Opdracht A: Welke naam geeft de Here Jezus in zijn eindtijd-rede aan de eindtijd, volgens de tekst over de eindtijd?

Document:
%%
Gods Drie Doelgroepen vlak voor de eindtijd

Jan van Barneveld • 76 - 2000/01 • Uitgave: 12
Veel theologen leren dat de eindtijd al in de tijd van de apostelen is begonnen. Immers Petrus zegt kort en krachtig: 'Het einde van alle dingen is nabij gekomen' (1 Petrus 4:7). Johannes legt er nog een flinke schep bovenop als hij zegt: 'kinderkens het is de laatste ure' (1 Joh.2:18). Maar deze opvatting dat de 'eindtijd' al bijna 2000 jaar aan de gang is, neemt veel van de spanning van onze tijd weg. De ernst van de vele 'tekens van de tijd' die we om ons heen zien gebeuren, wordt door deze definitie van de 'eindtijd' afgevlakt en kerken dreigen geestelijk in te slapen. Wij gaan er liever van uit dat de 'eindtijd' een periode van zeven of van drie-en-een-half jaar is die voorafgaat aan de komst van de Here Jezus op de Olijfberg. De Here Jezus noemt die tijd in Zijn eindtijd-rede 'de Grote Verdrukking' (Matt. 24:21) en de profeten Jeremia en Daniël spreken over een 'tijd van benauwdheid voor Jacob' (Daniël 12:1 en Jer. 30:7). Het grootste deel van het boek Openbaring beschrijft de rampen van die vreselijke oordeelsperiode tot in details. Ook een aantal profeten heeft flitsen uit die 'eindtijd' gezien. We leven nu in een tijd die elk moment in die 'eindtijd' kan overgaan. Tekens in de natuur, in de samenlevingen, in de economie en de politiek en vooral de ontwikkelingen in en rondom Israël zijn duidelijk leesbare tekens aan de wand van de snel naderende eindtijd. Wat vraagt de HEER van ons in deze periode vlak vóór de 'eindtijd'? Zeker, in de eerste plaats dat wij ons heiligen voor HEM. Want zonder heiliging zal niemand de Heer zien. En één van de laatste verzen van Openbaring dringt er bij ons op aan: 'wie heilig is worde nog meer geheildigd'. En Johannes roept ons op: 'wie deze hoop op Hem heeft (nl. van de komst van de Here Jezus) reinigt zich, zoals Hij rein is'. Maar er is meer. Een belangrijke vraag is: Wat zijn Gods prioriteiten voor deze tijd? Wat zijn de doelgroepen van de HEER in deze periode vlak voor de 'eindtijd'? Naar welke groepen gaat de bijzondere aandacht van de Heer uit? Op welke arbeid van de Heer moeten wij ons zolang het dag is, concentreren in onze gebeden, activiteiten en gaven?
%%
Onderdelen:
%%
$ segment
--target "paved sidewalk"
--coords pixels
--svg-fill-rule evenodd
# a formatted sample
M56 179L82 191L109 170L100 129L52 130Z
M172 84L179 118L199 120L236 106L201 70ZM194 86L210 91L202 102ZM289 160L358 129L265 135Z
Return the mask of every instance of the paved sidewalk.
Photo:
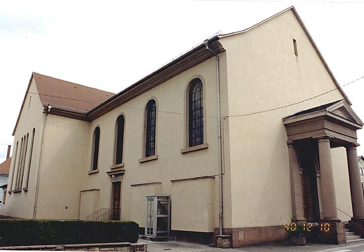
M188 243L175 241L166 242L152 242L143 239L139 239L138 242L145 243L148 244L149 252L330 252L351 251L353 249L363 247L364 242L357 242L346 243L339 245L329 244L308 244L306 246L292 246L288 242L254 245L236 249L218 249L211 248L205 245ZM362 251L364 251L364 249Z

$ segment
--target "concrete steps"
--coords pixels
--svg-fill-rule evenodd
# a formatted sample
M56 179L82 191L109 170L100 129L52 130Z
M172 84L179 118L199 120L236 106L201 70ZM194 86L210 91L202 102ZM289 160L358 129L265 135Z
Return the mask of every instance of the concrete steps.
M345 224L345 228L347 227ZM346 243L364 241L364 239L360 237L360 235L355 234L355 232L351 231L349 228L345 229L345 235L346 236Z

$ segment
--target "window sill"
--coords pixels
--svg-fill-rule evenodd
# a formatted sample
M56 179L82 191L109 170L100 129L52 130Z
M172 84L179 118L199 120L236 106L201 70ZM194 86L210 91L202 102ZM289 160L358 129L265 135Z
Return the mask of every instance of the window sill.
M116 169L117 168L123 167L125 165L125 164L124 163L118 163L117 164L114 164L110 166L110 169L112 170L112 169Z
M202 144L195 146L192 146L191 147L184 148L181 149L181 153L183 154L184 153L187 153L187 152L194 152L195 151L198 151L198 150L203 150L204 149L207 149L209 148L209 144Z
M97 173L100 171L100 170L98 169L96 169L96 170L92 170L92 171L88 171L87 172L87 174L92 174L93 173Z
M152 160L155 160L158 159L158 155L154 155L154 156L151 156L150 157L148 157L147 158L140 158L139 160L139 162L140 163L143 163L144 162L146 162L147 161L151 161Z

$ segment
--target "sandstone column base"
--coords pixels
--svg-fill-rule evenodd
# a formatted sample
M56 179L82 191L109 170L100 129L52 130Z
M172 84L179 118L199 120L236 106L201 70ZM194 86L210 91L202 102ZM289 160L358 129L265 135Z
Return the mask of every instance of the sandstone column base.
M317 241L330 244L342 244L346 242L344 222L319 222L316 237Z
M229 249L232 247L231 235L217 235L218 247L221 249Z

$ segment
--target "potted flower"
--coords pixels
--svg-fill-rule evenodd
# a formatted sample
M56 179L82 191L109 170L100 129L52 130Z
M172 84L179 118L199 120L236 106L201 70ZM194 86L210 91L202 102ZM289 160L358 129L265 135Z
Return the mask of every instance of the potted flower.
M306 246L306 236L308 231L306 223L291 222L289 225L284 225L284 228L288 234L291 245Z

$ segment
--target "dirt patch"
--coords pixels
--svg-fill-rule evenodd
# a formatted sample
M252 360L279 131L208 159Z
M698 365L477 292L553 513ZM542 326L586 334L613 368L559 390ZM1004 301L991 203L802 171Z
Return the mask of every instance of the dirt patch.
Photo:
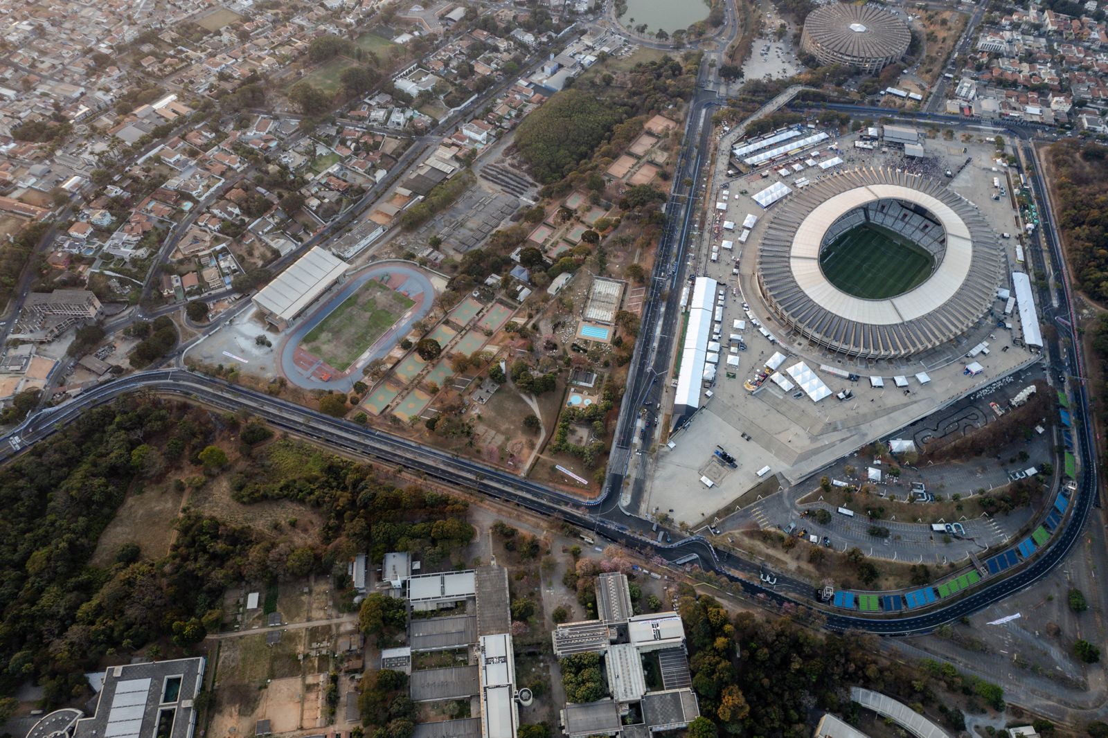
M229 455L229 453L228 453ZM188 498L188 505L234 525L249 525L271 533L277 530L294 546L310 545L318 540L317 532L324 523L319 511L299 502L266 500L244 505L230 498L230 474L209 480ZM289 524L295 520L296 525Z
M142 493L129 492L115 517L100 534L92 554L93 566L107 566L125 543L137 543L146 558L161 558L170 552L173 524L181 512L184 492L172 482L147 486Z

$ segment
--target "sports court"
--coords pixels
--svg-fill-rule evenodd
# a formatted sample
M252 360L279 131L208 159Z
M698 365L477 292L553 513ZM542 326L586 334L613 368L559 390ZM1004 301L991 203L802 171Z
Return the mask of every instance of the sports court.
M450 350L451 353L464 353L465 356L472 356L474 351L480 351L481 347L484 346L485 337L475 331L468 331L462 336L454 347Z
M565 198L565 206L568 207L571 211L575 211L582 205L584 205L587 201L588 198L585 197L585 193L581 192L579 189L576 189L570 193L570 196Z
M445 346L447 344L450 342L450 339L456 335L458 335L456 330L454 330L444 322L440 322L438 326L434 327L434 330L432 330L428 335L428 338L439 341L439 346Z
M534 230L532 230L531 235L527 236L527 238L542 246L543 244L546 243L546 239L550 238L552 235L554 235L554 228L550 227L544 223Z
M375 416L379 416L384 412L384 408L389 406L397 399L400 394L400 388L390 383L384 382L376 390L373 390L363 401L362 407L372 412Z
M848 230L820 252L820 267L832 285L871 300L920 285L933 263L923 248L872 223Z
M413 389L408 393L408 397L400 401L392 414L408 422L412 418L418 418L419 413L423 412L429 404L431 404L431 396L421 389Z
M500 330L501 326L507 322L507 319L512 317L511 308L504 307L499 303L489 308L489 311L481 316L478 320L478 328L481 330Z
M416 375L422 371L424 366L427 366L427 361L419 358L419 355L412 351L404 357L403 361L397 365L397 368L392 370L392 373L399 377L407 385L411 380L416 379Z
M571 244L577 245L581 243L582 234L584 234L586 230L588 230L588 228L586 228L585 226L575 225L572 228L570 228L570 230L565 234L564 238L568 240Z
M456 322L459 326L468 326L470 320L478 317L478 312L481 312L482 305L474 297L466 297L464 300L458 304L450 315L447 316L449 319Z
M453 375L454 370L450 368L450 360L443 359L439 363L434 365L434 369L427 372L424 380L428 382L434 382L439 387L443 387L445 386L447 380Z

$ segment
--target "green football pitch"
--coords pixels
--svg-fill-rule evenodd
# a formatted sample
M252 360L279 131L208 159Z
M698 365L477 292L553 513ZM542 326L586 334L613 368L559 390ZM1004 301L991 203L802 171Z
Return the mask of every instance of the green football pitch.
M414 304L406 295L370 279L309 330L300 346L339 371L346 371Z
M916 287L931 275L933 262L920 246L870 223L848 230L820 253L820 267L832 285L870 300Z

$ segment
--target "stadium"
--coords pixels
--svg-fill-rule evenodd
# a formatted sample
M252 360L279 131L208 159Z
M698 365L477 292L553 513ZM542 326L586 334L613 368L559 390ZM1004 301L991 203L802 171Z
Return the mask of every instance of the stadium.
M957 341L996 299L1003 249L942 183L854 170L798 192L769 223L758 287L788 329L860 360Z
M833 3L804 19L800 48L820 64L847 64L875 74L907 53L907 24L874 4Z

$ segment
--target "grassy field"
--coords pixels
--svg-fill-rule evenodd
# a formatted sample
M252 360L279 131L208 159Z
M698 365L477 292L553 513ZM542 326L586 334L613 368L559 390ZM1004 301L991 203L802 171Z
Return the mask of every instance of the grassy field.
M309 330L300 346L345 371L412 305L408 297L370 280Z
M872 224L848 230L820 254L831 284L871 300L906 293L931 275L931 265L927 252Z
M310 168L316 174L319 174L324 170L331 166L331 164L338 162L340 158L342 157L336 154L335 152L331 152L329 154L324 154L322 156L317 156L316 158L312 160Z
M305 74L300 80L295 82L304 81L314 88L319 88L329 95L335 94L342 86L339 82L339 75L342 71L349 66L356 66L358 62L352 59L347 59L346 57L336 57L326 64L317 66L308 74ZM294 82L294 84L295 84Z
M365 51L367 54L370 51L376 52L381 58L381 61L386 61L389 51L399 47L400 44L392 43L388 39L382 38L376 33L362 33L361 35L358 37L358 40L355 41L355 45Z
M204 18L196 21L196 24L201 28L212 31L218 31L224 25L229 25L235 21L239 20L242 16L236 13L234 10L227 10L226 8L217 8Z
%%
Opdracht B: Zoek in de lijst alle regels waarin het woord "flower" voorkomt en neem ze over.

Antwoord A: De Grote Verdrukking.

Antwoord B:
--target "potted flower"
Return the mask of every instance of the potted flower.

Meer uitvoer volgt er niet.